» **Description of the task**
Restate the records that follow. Every word must match.

START Available data

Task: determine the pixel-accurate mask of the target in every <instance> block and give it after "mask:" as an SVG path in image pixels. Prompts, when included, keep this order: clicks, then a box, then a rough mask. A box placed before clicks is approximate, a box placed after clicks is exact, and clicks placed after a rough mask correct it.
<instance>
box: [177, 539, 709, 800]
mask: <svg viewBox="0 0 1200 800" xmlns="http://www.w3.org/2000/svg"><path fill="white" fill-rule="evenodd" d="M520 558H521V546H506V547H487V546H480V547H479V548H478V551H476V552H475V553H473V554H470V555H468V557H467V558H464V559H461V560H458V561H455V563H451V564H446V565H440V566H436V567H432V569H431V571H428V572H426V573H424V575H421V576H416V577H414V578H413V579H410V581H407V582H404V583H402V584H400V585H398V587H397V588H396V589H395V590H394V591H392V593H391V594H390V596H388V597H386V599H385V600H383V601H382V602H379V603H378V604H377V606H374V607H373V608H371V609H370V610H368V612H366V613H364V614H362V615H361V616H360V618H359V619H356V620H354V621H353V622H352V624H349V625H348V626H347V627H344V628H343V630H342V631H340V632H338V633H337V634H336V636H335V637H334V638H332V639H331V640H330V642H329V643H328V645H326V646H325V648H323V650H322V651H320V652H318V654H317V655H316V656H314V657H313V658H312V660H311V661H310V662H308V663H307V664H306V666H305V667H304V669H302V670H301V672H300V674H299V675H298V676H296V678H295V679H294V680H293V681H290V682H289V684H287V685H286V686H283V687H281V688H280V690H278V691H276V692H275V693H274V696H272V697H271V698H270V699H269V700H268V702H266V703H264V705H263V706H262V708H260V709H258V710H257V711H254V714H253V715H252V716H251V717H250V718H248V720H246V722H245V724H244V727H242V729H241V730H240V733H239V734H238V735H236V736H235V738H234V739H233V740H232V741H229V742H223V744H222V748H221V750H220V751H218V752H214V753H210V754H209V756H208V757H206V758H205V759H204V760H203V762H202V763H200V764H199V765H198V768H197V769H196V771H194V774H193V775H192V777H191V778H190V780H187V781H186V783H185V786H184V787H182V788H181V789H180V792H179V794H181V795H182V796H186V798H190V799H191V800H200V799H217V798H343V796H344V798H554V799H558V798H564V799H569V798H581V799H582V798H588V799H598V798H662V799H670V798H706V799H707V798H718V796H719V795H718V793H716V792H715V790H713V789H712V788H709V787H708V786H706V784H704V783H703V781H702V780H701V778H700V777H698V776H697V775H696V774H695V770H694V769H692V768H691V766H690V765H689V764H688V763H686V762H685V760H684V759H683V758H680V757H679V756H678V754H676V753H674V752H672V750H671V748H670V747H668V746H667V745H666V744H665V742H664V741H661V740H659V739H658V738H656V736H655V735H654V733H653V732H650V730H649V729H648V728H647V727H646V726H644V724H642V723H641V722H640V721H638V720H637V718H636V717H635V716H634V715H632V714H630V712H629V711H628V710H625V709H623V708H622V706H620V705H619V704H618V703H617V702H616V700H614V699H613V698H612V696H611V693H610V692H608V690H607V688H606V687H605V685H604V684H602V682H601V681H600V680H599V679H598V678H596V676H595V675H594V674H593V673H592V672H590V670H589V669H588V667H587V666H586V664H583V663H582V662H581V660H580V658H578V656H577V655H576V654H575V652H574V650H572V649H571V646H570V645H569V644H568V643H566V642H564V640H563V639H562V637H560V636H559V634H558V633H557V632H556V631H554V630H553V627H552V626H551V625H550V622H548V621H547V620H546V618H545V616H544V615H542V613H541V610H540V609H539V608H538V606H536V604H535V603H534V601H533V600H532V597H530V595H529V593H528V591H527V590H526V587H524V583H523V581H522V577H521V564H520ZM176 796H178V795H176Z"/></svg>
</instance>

END Available data

» **Result**
Task: determine the pixel-accurate mask of the target in every <instance> block and give it after "mask:" as an SVG path in image pixels. Prompts, when included, keep this order: clicks, then a box, then a rough mask. A box placed before clicks is approximate, a box placed after clicks is exact, and clicks placed after a rough mask correct it.
<instance>
box: [177, 539, 709, 800]
mask: <svg viewBox="0 0 1200 800" xmlns="http://www.w3.org/2000/svg"><path fill="white" fill-rule="evenodd" d="M520 558H521V546H506V547H487V546H480V547H479V548H478V551H476V552H475V553H473V554H470V555H468V557H467V558H464V559H461V560H458V561H455V563H451V564H446V565H440V566H436V567H432V569H431V571H428V572H426V573H424V575H421V576H416V577H414V578H413V579H410V581H407V582H404V583H402V584H400V585H398V587H397V588H396V589H395V590H394V591H392V593H391V594H390V596H388V597H386V599H385V600H383V601H382V602H379V603H378V604H377V606H374V607H373V608H371V609H370V610H368V612H366V613H364V614H362V615H361V616H360V618H359V619H356V620H354V621H353V622H352V624H349V625H348V626H347V627H344V628H343V630H342V631H340V632H338V633H337V634H336V636H335V637H334V638H332V639H331V640H330V642H329V643H328V645H326V646H325V648H323V650H322V651H320V652H318V654H317V655H316V656H314V657H313V658H312V660H311V661H310V662H308V663H307V664H306V666H305V667H304V669H302V670H301V672H300V674H299V675H298V676H296V678H295V679H294V680H293V681H290V682H289V684H287V685H286V686H283V687H281V688H280V690H278V691H276V692H275V693H274V696H272V697H271V698H270V699H269V700H268V702H266V703H264V705H263V706H262V708H260V709H258V710H257V711H254V714H253V715H252V716H251V717H250V718H248V720H246V722H245V724H244V727H242V729H241V730H240V733H239V734H238V735H236V736H235V738H234V739H233V740H232V741H229V742H223V744H222V748H221V750H220V751H218V752H214V753H210V754H209V756H208V757H206V758H205V759H204V760H203V762H202V763H200V764H199V765H198V768H197V769H196V771H194V774H193V775H192V777H191V778H190V780H187V781H186V783H185V786H184V787H182V788H181V789H180V792H179V794H181V795H182V796H186V798H190V799H191V800H200V799H217V798H343V796H344V798H554V799H558V798H564V799H569V798H581V799H582V798H588V799H598V798H662V799H670V798H706V799H707V798H718V796H719V795H718V793H716V792H715V790H713V789H712V788H709V787H708V786H706V784H704V783H703V781H702V780H701V778H700V777H698V776H697V775H696V774H695V770H694V769H692V768H691V766H690V765H689V764H688V763H686V762H685V760H684V759H683V758H680V757H679V756H678V754H676V753H674V752H672V750H671V748H670V747H668V746H667V745H666V744H665V742H664V741H661V740H659V739H658V738H656V736H655V735H654V733H653V732H650V730H649V729H648V728H647V727H646V726H644V724H642V723H641V722H640V721H638V720H637V718H636V717H635V716H634V715H632V714H630V712H629V711H628V710H625V709H623V708H622V706H620V705H619V704H618V703H617V702H616V700H614V699H613V698H612V696H611V693H610V692H608V690H607V688H606V687H605V685H604V684H602V682H601V681H600V680H599V679H598V678H596V676H595V675H594V674H593V673H592V672H590V670H589V669H588V667H587V666H586V664H583V663H582V662H581V660H580V658H578V656H577V655H576V654H575V652H574V650H572V649H571V646H570V645H569V644H568V643H566V642H564V640H563V639H562V637H560V636H559V634H558V633H557V632H556V631H554V630H553V627H552V626H551V625H550V622H548V621H547V620H546V618H545V616H544V615H542V613H541V610H540V609H539V608H538V606H536V604H535V603H534V601H533V600H532V597H530V595H529V593H528V591H527V590H526V587H524V583H523V581H522V577H521V564H520ZM176 796H178V795H176Z"/></svg>
</instance>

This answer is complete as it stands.